── 提供テキスト
ディレクトリを getdents(2) しつつ rename(2) を繰り返す実験

kunst1080.hatenablog.com

シンプルそうな問題でありながら、実は手強いネタで、 背後にいろんな理由が工夫やあるのだな〜と非常におもしろかったです.

この手の調査では strace を取ってシステムコールを追いかけたくなる。find(1) が呼び出す getdents(2) がどんな風に動作するのか、あるいは mv、つまり、rename(2) と併用したケースなど 調べようとすらしたことなかったなと思い実験をした

このエントリで取り扱うお題

getdents(2) で 1ディレクトリエントリずつ読み出して rename(2) していくと、ファイルシステムによってどんな違いがでるか?

先のブログで書かれていた find(1) + mv(1) あるいは readdir(3), fts_read(3) ではなく、システムコールを直接呼び出して実験する.

  • コマンドやライブラリの実装レイヤをすっ飛ばすことで、ファイルシステム の挙動を把握しやすくなるだろう
  • 1ディレクトリエントリ= getdents(2) で扱いうる最小単位で実験して結果を観察することで、それよりもエントリ数が多い場合の挙動を演繹して考えることが可能になるだろう
POSIX を確認する
This is not a bug; the POSIX specification explicitly allows this
behavior.  If a filename is renamed during a readdir() session of a
directory, it is undefined where that neither, either, or both of the
new and old filenames will be returned.
────
◆ 課題
getdents(2) と rename(2) の実験記事で、find(1) が呼び出すとされているシステムコールは何か、答えてください。 これらの行は使わなくてよい。
── データ行
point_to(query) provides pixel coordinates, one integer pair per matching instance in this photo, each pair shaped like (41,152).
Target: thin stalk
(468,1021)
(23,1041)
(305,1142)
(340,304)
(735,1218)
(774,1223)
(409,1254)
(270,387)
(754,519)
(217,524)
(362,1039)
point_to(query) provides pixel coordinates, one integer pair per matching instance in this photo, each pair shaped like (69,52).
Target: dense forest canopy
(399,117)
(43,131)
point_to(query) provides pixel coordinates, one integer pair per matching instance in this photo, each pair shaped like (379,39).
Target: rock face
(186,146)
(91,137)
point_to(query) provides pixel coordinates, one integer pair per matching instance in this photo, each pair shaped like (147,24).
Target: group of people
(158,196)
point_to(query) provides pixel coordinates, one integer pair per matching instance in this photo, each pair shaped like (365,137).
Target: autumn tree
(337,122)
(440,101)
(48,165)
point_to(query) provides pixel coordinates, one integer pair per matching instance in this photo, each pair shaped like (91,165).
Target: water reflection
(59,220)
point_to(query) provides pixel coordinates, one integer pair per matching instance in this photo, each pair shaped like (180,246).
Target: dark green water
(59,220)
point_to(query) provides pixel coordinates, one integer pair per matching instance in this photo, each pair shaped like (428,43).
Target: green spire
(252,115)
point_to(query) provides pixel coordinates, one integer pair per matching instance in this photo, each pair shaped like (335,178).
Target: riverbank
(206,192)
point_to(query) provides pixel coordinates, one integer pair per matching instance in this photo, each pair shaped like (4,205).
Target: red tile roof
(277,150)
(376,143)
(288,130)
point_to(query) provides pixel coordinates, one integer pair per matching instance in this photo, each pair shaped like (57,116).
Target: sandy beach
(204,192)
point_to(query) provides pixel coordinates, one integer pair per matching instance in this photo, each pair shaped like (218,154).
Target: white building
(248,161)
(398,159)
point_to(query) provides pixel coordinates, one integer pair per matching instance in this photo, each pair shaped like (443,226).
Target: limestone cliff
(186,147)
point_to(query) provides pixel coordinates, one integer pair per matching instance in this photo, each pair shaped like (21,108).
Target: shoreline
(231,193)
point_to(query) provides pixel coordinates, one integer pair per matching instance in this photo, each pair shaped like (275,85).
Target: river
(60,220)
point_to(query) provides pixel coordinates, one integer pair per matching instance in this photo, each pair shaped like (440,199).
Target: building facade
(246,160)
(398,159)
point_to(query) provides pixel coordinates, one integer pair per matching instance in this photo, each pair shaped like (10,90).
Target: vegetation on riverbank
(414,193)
────
◆ 解答
getdents(2)